Start of PASSAGE SHOWN

Some readers of my last post noted that the decline in oil consumption in the United States since 2007 caused the boom in fuel exports that the country has experienced. Is the export boom due solely to a decline in U.S. demand?

Before getting into that, let’s take a step back and acknowledge that no one’s disputing the reality of the phenomenon itself: U.S. refined product exports have shot upwards in a remarkable way since 2005 or so.

In hindsight, I think I might have undersold the economic magnitude of the trend. Fuel exports brought in an estimated $88 billion to the United States last year, which amounted to four percent of total U.S. exports by value. As a December AP article noted, “Measured in dollars, the nation is on pace this year to ship more gasoline, diesel, and jet fuel than any other single export, according to U.S. Census data going back to 1990.” It continued: “Just how big of a shift is this? A decade ago, fuel wasn’t even among the top 25 exports. And for the last five years, America’s top export was aircraft.”

So soaring fuel exports weren’t even on the radar just ten years ago; now, they’re in the limelight. We can quibble about relative weight of the underlying drivers, but there’s little room to debate their outcome, which is economically notable in its own right.

End of PASSAGE SHOWN

TASKS ::
1) Answer these questions from the passage on U.S. fuel exports:
(a) Since roughly what year have U.S. refined product exports risen sharply?
(b) About how much money did fuel exports bring in to the United States last year?
(c) According to the AP article, what was America's top export for the last five years?
2) Retype the part of the passage on U.S. fuel exports starting with "So soaring fuel" and going on through "its own right.".

Start of GIVEN RECORDS

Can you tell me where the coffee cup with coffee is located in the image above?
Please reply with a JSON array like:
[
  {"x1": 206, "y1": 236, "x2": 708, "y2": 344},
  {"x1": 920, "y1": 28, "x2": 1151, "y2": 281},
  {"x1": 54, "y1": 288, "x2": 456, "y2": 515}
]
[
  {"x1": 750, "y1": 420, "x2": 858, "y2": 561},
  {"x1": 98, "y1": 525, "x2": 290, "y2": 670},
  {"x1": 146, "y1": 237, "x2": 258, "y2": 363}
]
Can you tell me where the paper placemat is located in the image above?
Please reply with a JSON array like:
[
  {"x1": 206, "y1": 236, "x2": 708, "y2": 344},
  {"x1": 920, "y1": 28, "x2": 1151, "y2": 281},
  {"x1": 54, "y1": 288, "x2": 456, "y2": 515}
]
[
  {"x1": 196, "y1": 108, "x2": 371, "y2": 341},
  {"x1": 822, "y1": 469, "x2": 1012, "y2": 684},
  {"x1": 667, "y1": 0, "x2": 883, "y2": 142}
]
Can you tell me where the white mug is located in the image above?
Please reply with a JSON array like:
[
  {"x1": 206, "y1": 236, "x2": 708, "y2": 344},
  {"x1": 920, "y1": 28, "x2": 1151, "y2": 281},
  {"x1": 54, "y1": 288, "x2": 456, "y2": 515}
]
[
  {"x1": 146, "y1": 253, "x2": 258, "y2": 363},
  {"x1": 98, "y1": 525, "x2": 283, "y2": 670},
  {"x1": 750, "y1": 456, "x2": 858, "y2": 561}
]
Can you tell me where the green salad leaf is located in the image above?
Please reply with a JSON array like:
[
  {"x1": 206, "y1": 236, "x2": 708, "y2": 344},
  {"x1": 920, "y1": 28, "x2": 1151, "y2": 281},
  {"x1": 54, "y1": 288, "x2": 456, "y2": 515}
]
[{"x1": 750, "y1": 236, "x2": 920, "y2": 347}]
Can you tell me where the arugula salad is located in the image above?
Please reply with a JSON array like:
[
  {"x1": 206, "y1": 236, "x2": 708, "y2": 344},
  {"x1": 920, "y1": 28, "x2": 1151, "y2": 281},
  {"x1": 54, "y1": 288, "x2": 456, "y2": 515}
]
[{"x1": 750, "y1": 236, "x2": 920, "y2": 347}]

End of GIVEN RECORDS

ANSWERS IN ORDER ::
1)
(a) Since 2005 or so.
(b) An estimated $88 billion.
(c) Aircraft.

2)
So soaring fuel exports weren’t even on the radar just ten years ago; now, they’re in the limelight. We can quibble about relative weight of the underlying drivers, but there’s little room to debate their outcome, which is economically notable in its own right.